# START OF Passage provided

# New goats



## trob1 (Oct 5, 2007)

I have been working really hard this last few weeks to build a herd of colorful nigerians. I have traveled the world it seems.

Here are the 6 I have here now.









Milky Way's Lavender Blue eyed doe









BFF2 Bootsie Ohio Blue Bue eyed doe









Lomah Just plain Fancy Blue eyed doe









Big Oak Farm ETV Charm Brown eyed doeling









Trio Farms blue Jewel blue eyed doeling









Trio Farms Krystal Blue blue eyed doeling

Now here are the ones I am going to SC to get in about a week and half.









River House Midnight Star Blue eyed doeling









Spook Hollow Prime Sugar brown eyed doe dam to above black doeling









Spook Hollow Wild Thang brown eyed doe sister to above doe









SGM Sudenly Susans Lizzie brown eyed doeling

I am working on getting this doeling added to the package above. She is the twin to the blue eyed black doeling. We can't agree on a price so we will have to wait and see.









River House Ribbon Dancer Blue eyed doeling

I am also getting 2 little bottle feeding bucklings on my way to SC. They are at Double Gate Farm in Georgia. One is black with blue eyes the other is Chamosiee with wattles.


----------



## StaceyRosado (Oct 5, 2007)

OH my goodness trob1 I think you got every color possible in nigerians!!!

(well almost at least)

they are really nice looking!


----------



## trob1 (Oct 5, 2007)

thanks, my goal was healthy, colorfull and mostly blue eyed nigerians and boy was it alot of work. I only have the first 6 here now and the others I go get around the 15th of October from SC.


----------



## StaceyRosado (Oct 5, 2007)

going to visit Ashely while down there?

I am so sorry that you don't have the pygmies anymore  whenever I get a chance to get registered pygmies I will certainly be asking you who are good breeders. 

But then again I really just enjoy having the unregistered.


----------



## trob1 (Oct 5, 2007)

Yep Ashley is the reason I am getting all the girls in SC. I saw she had a doeling for sale and we made a deal. I told her it sure would make the trip worth while if I could get more than one goat while there. She knew of a friend who had some girls for sale and before you know it I am getting 4 girls maybe 5 and 2 boys on my trip. Sure makes the miles worth it though. Can't wait to meet Ashley and put a face with a name.


----------



## StaceyRosado (Oct 5, 2007)

yah she is really nice and has some awesome goats!


----------



## cute kids (Oct 5, 2007)

*your goats*

so pretty.....good job hunting!!!
i have twins who are white with black and brown.....sort of 'calico'......nice to try for in your search. so darned sweet, arent' they??
my two pygs, are, too......just want to be snuggled. 
enjoy your brood and your trip!!


----------



## goathappy (Oct 5, 2007)

Pretty! I like buckskins the best.


----------



## alyssa_romine (Oct 5, 2007)

Gorgeous babies!!! I am looking to buy a blue eyed Nigerian Dwarf buck and do some experimenting within the next year or so. They are just gorgeous!

# END OF Passage provided

## What to do
Copy the goat thread starting at "so pretty.....good job" and ending at "buckskins the best.", and swap "buckskins" for "blacks" as you go. Work only from the goat thread.

# START OF Excerpted data

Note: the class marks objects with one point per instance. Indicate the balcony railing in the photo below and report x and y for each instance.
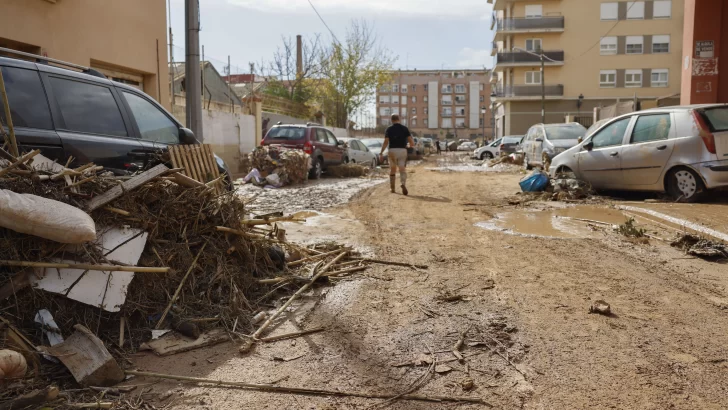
(533, 24)
(511, 91)
(518, 57)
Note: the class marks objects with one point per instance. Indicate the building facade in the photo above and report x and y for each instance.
(438, 104)
(595, 52)
(126, 40)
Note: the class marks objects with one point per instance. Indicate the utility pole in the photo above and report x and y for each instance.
(193, 73)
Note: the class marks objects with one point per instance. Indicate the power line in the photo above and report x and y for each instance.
(323, 21)
(605, 34)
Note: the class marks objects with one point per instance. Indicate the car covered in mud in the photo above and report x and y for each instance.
(680, 150)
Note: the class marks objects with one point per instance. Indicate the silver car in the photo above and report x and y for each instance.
(681, 150)
(544, 141)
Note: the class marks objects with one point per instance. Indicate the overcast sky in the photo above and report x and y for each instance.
(424, 34)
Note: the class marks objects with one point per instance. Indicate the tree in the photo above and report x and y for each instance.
(354, 69)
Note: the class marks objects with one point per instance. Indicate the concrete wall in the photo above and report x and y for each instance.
(125, 35)
(231, 135)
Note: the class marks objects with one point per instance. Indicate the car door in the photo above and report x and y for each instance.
(649, 148)
(91, 124)
(154, 128)
(30, 112)
(601, 165)
(337, 152)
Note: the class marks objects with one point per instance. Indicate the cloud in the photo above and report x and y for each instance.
(435, 8)
(474, 58)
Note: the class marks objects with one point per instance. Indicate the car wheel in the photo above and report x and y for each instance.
(685, 184)
(317, 169)
(526, 165)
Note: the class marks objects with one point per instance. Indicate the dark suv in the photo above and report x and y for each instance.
(67, 113)
(313, 139)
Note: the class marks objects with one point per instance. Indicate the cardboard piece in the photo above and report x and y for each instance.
(103, 289)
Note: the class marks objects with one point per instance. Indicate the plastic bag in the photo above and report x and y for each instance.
(45, 218)
(536, 182)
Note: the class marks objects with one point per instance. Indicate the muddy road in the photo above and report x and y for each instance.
(516, 292)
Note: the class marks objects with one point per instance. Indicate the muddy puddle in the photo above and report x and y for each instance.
(316, 227)
(572, 222)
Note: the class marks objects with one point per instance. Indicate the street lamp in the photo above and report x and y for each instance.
(542, 57)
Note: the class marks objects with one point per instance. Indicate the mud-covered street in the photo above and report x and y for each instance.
(510, 297)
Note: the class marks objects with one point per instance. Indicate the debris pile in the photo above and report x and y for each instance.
(701, 247)
(290, 166)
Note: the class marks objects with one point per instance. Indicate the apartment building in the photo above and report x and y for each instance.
(438, 104)
(596, 52)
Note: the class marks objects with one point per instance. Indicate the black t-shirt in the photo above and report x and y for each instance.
(398, 135)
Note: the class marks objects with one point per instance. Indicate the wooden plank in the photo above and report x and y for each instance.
(119, 190)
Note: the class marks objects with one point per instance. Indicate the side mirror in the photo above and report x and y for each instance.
(187, 137)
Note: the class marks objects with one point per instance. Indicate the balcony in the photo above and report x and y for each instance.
(529, 25)
(524, 59)
(528, 92)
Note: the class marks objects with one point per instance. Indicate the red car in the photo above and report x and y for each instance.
(315, 140)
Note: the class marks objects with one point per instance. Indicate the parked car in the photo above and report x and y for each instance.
(467, 146)
(375, 146)
(315, 140)
(357, 152)
(544, 141)
(66, 113)
(501, 146)
(682, 150)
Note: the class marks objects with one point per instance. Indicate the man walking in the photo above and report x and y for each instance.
(396, 138)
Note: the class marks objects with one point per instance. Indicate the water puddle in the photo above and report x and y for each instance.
(572, 222)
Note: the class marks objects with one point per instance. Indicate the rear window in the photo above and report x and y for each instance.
(565, 132)
(717, 118)
(287, 133)
(28, 103)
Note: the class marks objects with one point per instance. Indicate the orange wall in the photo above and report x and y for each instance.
(128, 34)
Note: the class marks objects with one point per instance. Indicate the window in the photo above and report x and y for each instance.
(533, 44)
(153, 124)
(608, 46)
(28, 102)
(612, 134)
(88, 108)
(633, 78)
(609, 11)
(534, 11)
(607, 78)
(661, 44)
(659, 78)
(651, 128)
(662, 9)
(634, 44)
(533, 77)
(635, 10)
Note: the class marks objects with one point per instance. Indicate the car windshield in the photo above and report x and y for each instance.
(287, 133)
(564, 132)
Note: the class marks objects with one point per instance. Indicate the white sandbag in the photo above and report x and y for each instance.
(45, 218)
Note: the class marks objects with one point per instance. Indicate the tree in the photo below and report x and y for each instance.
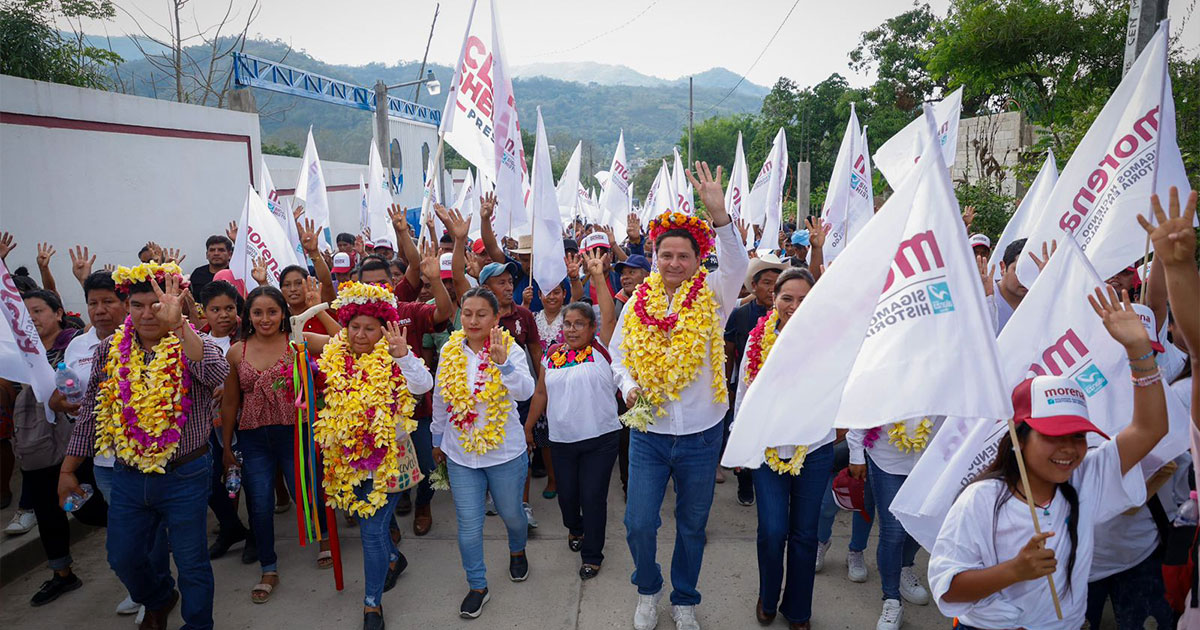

# END OF Excerpted data

## Answer to this task
so pretty.....good job hunting!!!
i have twins who are white with black and brown.....sort of 'calico'......nice to try for in your search. so darned sweet, arent' they??
my two pygs, are, too......just want to be snuggled. 
enjoy your brood and your trip!!


----------



## goathappy (Oct 5, 2007)

Pretty! I like blacks the best.